**** Input material ****
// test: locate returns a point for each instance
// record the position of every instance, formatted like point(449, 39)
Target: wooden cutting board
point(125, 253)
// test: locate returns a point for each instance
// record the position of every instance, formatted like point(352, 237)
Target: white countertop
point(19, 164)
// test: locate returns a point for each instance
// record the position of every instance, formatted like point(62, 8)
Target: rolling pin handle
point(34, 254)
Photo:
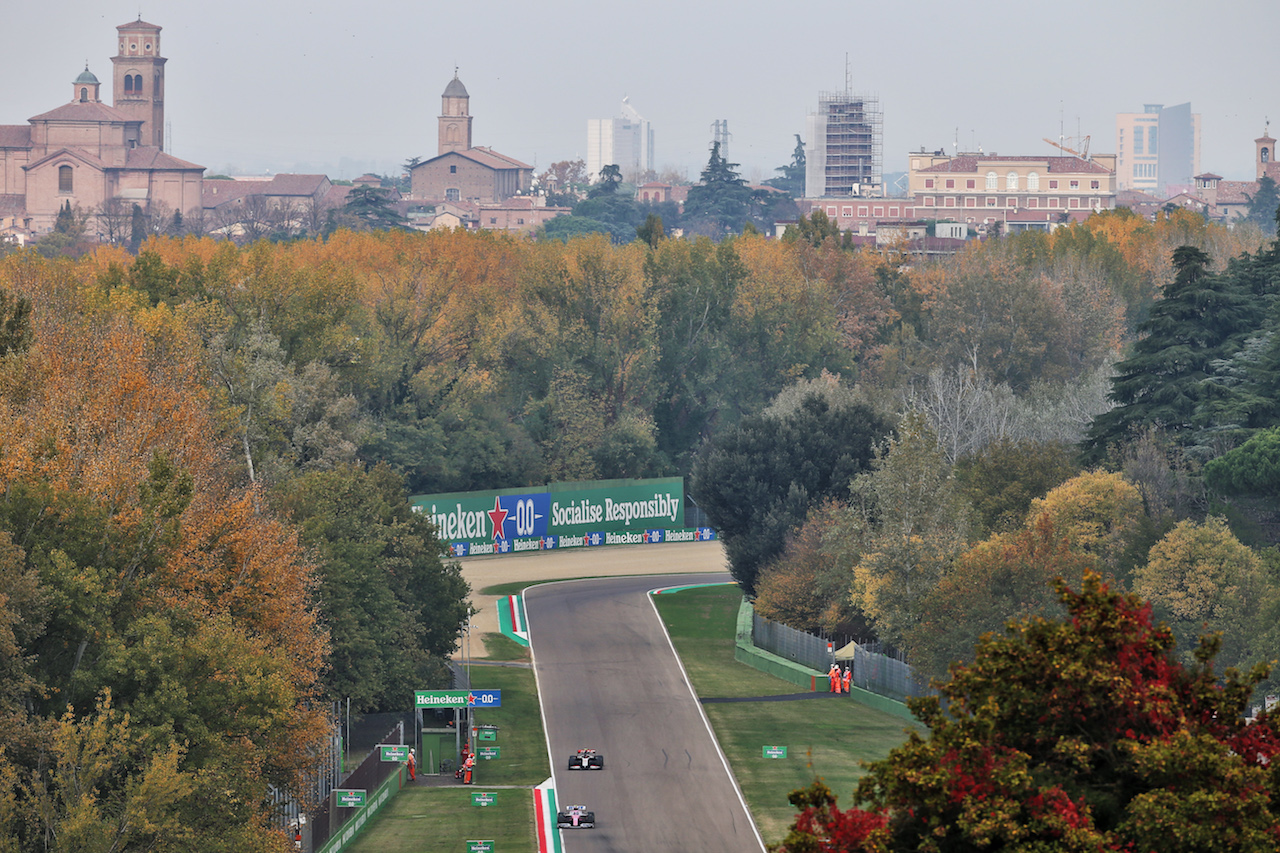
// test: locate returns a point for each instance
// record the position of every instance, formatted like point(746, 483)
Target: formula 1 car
point(586, 760)
point(575, 817)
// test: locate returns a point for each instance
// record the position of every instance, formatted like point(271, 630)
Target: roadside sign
point(351, 798)
point(457, 698)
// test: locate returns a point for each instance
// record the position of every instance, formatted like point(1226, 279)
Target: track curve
point(609, 679)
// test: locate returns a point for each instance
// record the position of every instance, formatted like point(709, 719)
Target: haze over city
point(344, 89)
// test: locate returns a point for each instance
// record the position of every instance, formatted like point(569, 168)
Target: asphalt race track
point(608, 679)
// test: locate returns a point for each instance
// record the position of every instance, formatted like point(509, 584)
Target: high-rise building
point(625, 141)
point(1157, 150)
point(842, 155)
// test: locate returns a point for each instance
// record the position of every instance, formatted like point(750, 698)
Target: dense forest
point(206, 452)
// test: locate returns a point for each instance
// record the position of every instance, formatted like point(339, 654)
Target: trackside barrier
point(351, 829)
point(746, 652)
point(544, 817)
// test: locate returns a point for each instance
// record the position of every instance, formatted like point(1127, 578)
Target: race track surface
point(608, 679)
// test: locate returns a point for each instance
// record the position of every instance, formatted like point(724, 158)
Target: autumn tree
point(908, 523)
point(1102, 514)
point(393, 609)
point(1200, 578)
point(1083, 733)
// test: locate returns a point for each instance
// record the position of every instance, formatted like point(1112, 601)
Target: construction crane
point(1083, 155)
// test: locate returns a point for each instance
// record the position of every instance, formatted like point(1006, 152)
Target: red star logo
point(498, 516)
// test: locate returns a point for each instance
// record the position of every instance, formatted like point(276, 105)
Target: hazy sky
point(343, 87)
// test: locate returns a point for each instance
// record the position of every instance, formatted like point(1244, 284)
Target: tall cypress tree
point(1164, 379)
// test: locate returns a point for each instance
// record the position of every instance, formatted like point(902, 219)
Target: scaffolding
point(851, 132)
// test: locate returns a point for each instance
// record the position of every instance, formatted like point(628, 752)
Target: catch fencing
point(874, 670)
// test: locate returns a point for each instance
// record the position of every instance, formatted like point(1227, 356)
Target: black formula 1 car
point(575, 817)
point(586, 760)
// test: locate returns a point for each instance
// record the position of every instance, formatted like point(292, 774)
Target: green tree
point(791, 176)
point(721, 201)
point(1075, 734)
point(908, 524)
point(757, 480)
point(1001, 479)
point(1162, 381)
point(368, 209)
point(611, 178)
point(1265, 205)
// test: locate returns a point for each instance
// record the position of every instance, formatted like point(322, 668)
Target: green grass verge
point(522, 744)
point(828, 737)
point(443, 819)
point(499, 647)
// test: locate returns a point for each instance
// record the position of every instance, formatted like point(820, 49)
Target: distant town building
point(986, 187)
point(1157, 150)
point(1230, 200)
point(97, 158)
point(844, 154)
point(625, 141)
point(461, 172)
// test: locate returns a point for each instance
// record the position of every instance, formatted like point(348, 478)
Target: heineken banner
point(562, 515)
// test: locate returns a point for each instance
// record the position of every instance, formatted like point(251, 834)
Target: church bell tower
point(138, 86)
point(455, 117)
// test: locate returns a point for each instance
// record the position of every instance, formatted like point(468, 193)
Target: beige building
point(461, 172)
point(1230, 200)
point(984, 187)
point(99, 158)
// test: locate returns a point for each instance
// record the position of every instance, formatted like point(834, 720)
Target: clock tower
point(138, 86)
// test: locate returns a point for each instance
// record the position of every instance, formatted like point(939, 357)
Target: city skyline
point(259, 89)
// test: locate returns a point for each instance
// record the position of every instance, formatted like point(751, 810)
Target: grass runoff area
point(444, 817)
point(827, 737)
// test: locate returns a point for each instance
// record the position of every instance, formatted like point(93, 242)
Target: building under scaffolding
point(844, 154)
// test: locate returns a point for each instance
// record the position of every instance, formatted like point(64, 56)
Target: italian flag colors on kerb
point(544, 812)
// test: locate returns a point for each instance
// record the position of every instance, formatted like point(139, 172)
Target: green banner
point(352, 798)
point(563, 515)
point(457, 698)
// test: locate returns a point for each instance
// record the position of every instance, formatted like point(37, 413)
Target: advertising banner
point(563, 515)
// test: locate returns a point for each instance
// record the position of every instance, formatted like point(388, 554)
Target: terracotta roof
point(973, 163)
point(1235, 192)
point(295, 185)
point(14, 136)
point(219, 192)
point(337, 195)
point(510, 162)
point(77, 154)
point(149, 156)
point(83, 112)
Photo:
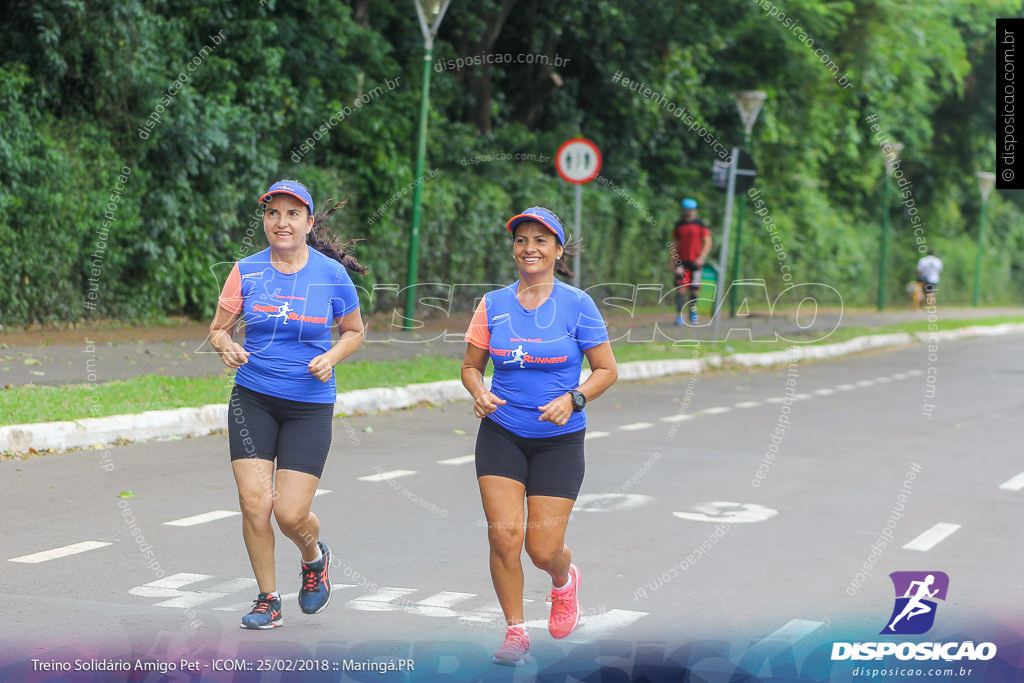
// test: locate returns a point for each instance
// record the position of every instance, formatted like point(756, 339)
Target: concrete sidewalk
point(182, 351)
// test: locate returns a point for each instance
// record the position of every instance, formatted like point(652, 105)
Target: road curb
point(91, 432)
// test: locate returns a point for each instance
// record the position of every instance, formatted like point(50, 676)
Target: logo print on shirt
point(517, 356)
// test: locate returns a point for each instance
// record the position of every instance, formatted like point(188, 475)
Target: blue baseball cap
point(544, 217)
point(293, 187)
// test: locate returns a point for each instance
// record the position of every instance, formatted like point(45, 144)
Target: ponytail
point(320, 238)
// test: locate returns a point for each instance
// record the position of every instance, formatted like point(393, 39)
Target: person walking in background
point(289, 295)
point(929, 268)
point(530, 441)
point(691, 246)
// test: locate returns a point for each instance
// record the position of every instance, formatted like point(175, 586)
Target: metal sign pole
point(724, 252)
point(578, 237)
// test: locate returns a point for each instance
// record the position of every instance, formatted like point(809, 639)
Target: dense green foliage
point(91, 91)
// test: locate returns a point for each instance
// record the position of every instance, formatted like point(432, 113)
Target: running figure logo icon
point(283, 311)
point(913, 612)
point(517, 356)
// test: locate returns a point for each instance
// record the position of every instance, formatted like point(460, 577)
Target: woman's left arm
point(603, 374)
point(603, 371)
point(352, 334)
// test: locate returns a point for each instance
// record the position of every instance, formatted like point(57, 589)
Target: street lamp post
point(436, 9)
point(895, 147)
point(749, 102)
point(985, 183)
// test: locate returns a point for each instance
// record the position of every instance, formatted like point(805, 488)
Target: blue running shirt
point(537, 353)
point(288, 321)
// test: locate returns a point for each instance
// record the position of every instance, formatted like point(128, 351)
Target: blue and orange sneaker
point(515, 650)
point(315, 591)
point(564, 615)
point(265, 613)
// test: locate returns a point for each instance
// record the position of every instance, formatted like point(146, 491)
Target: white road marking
point(717, 410)
point(203, 518)
point(727, 511)
point(64, 551)
point(382, 600)
point(461, 460)
point(610, 502)
point(636, 426)
point(594, 627)
point(1014, 484)
point(932, 537)
point(384, 476)
point(439, 604)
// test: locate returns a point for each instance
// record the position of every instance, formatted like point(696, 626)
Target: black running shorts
point(295, 433)
point(549, 466)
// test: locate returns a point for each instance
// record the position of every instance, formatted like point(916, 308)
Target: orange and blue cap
point(542, 216)
point(293, 187)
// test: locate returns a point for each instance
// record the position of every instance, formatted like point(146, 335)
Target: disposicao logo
point(913, 613)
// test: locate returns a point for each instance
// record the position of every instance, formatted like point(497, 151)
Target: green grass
point(46, 403)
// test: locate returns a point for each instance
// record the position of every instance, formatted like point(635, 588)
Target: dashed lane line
point(203, 518)
point(62, 551)
point(384, 476)
point(932, 537)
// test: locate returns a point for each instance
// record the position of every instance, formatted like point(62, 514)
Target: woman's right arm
point(473, 366)
point(231, 352)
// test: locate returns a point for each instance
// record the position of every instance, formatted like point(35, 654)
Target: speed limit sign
point(578, 161)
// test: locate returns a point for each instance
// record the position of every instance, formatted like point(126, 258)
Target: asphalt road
point(683, 548)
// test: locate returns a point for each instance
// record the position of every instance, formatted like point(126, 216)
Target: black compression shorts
point(549, 466)
point(295, 433)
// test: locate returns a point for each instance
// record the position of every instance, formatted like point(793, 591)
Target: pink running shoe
point(515, 650)
point(564, 615)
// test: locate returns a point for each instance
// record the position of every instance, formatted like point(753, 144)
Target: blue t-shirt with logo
point(288, 319)
point(537, 354)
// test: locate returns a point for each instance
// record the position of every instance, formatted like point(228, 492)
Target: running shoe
point(564, 615)
point(315, 591)
point(515, 650)
point(265, 613)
****
- Problem to work on
In the entries above, find the line that contains "like point(139, 172)" and the line that contains "like point(50, 676)". Reproduce exactly those two lines and every line between them, but not the pictures.

- Finished task
// record the position of every instance, formatted like point(139, 172)
Target: green banner
point(352, 798)
point(563, 515)
point(457, 698)
// test: locate returns a point for each instance
// record the position of every instance, formatted like point(37, 413)
Target: advertising banner
point(563, 515)
// test: locate returns a point for each instance
// record the position of every instance, formatted like point(388, 554)
Target: terracotta roof
point(973, 163)
point(1235, 192)
point(295, 185)
point(14, 136)
point(219, 192)
point(337, 195)
point(510, 162)
point(77, 154)
point(149, 156)
point(83, 112)
Photo:
// test: locate returns a point for each instance
// record the position of every instance, formatted like point(756, 339)
Target: concrete sidewalk
point(182, 351)
// test: locate returns a point for each instance
// record the position of every instance, formatted like point(652, 105)
Target: road curb
point(91, 432)
// test: locate returns a point for each instance
// record the position of every instance, formatted like point(50, 676)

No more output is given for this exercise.